**TASK PROMPT**. Write out the lines of all the records again, swapping "yellow flag" for "orange flag" and changing nothing else. Leave the pictures out.

**STORED RECORDS**.

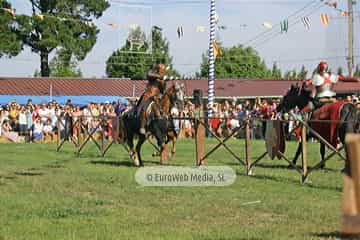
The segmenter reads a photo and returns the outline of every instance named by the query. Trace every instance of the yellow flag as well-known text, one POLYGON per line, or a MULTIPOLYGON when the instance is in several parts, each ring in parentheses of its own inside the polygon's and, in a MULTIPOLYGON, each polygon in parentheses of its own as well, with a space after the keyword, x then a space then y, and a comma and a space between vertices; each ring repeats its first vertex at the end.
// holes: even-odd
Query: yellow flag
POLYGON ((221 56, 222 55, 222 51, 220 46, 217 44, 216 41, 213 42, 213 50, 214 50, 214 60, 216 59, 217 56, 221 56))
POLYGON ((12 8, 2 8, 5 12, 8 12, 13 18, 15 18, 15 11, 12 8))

**THE REPLY**.
The segmenter reads a photo and returns the outline of every instance named by the query. Trace every instance of the orange flag as well-known text, one POLYGON per line, or a MULTIPOLYGON when the instance is in several parts, each ring in parentheses of its own inside the polygon's and, in a MULTIPOLYGON, each polygon in parentheses of its own as well, with a space after the keyword, x then a space then y, and a comma and a space between vertices; each ring repeats its first vertex at the end.
// holes: even-odd
Query: orange flag
POLYGON ((221 56, 222 55, 222 51, 220 46, 217 44, 216 41, 213 42, 213 50, 214 50, 214 60, 216 59, 217 56, 221 56))
POLYGON ((12 8, 2 8, 5 12, 8 12, 13 18, 15 18, 15 11, 12 8))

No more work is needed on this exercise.